JOB: Copy out every line of the records below, reproducing each character without any change.

DATASET RECORDS:
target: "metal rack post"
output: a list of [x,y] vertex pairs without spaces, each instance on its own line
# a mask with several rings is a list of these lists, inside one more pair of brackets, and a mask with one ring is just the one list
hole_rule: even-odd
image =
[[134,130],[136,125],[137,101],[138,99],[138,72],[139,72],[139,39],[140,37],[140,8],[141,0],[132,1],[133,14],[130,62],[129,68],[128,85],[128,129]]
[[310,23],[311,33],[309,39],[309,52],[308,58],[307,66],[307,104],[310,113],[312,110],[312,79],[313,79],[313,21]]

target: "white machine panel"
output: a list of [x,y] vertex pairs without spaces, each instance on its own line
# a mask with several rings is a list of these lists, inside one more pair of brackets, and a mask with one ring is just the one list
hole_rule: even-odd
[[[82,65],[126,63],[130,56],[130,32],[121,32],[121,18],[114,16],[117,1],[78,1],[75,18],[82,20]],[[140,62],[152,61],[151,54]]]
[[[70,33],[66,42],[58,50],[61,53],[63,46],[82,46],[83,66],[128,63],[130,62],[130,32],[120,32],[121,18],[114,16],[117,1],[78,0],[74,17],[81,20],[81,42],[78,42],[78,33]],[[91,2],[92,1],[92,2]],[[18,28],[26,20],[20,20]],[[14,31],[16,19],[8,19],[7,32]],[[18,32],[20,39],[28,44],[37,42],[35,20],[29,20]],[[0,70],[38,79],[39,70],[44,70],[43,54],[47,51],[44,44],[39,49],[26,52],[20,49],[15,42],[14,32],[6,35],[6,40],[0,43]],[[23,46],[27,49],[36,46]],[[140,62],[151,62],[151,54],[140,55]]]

FINAL RESULT:
target: "metal rack post"
output: a list of [x,y] vertex pairs without spaces, each instance on its own line
# a mask with several rings is a list of these lists, inside one more pair of brackets, and a mask with one ring is just the one list
hole_rule: even-odd
image =
[[134,130],[136,125],[137,101],[138,99],[138,72],[139,72],[139,39],[140,37],[140,8],[141,0],[132,1],[133,14],[130,62],[129,68],[128,85],[128,129]]
[[310,23],[311,33],[309,39],[309,52],[308,58],[307,66],[307,104],[310,113],[312,110],[312,79],[313,79],[313,21]]

target: "white machine panel"
output: a list of [x,y] vertex pairs without spaces, each instance on its own line
# a mask with several rings is a list of these lists, inside one more pair of brackets, and a mask with one ring is just the one list
hole_rule: even-odd
[[[82,65],[126,63],[130,56],[130,32],[121,32],[121,18],[114,16],[117,1],[78,1],[75,18],[82,20]],[[140,62],[152,61],[151,54]]]
[[[70,33],[66,42],[58,50],[61,53],[63,46],[82,46],[83,66],[128,63],[130,62],[130,32],[120,32],[121,18],[114,16],[117,1],[78,0],[74,17],[81,20],[81,42],[78,42],[78,33]],[[91,2],[92,1],[92,2]],[[18,28],[26,20],[20,20]],[[14,31],[16,19],[8,19],[7,32]],[[18,32],[20,39],[28,44],[37,42],[35,20],[29,20]],[[0,70],[38,79],[39,70],[44,70],[43,54],[47,51],[44,44],[39,49],[26,52],[20,49],[15,42],[14,32],[6,35],[6,40],[0,43]],[[23,46],[27,49],[36,46]],[[140,62],[151,62],[151,54],[140,55]]]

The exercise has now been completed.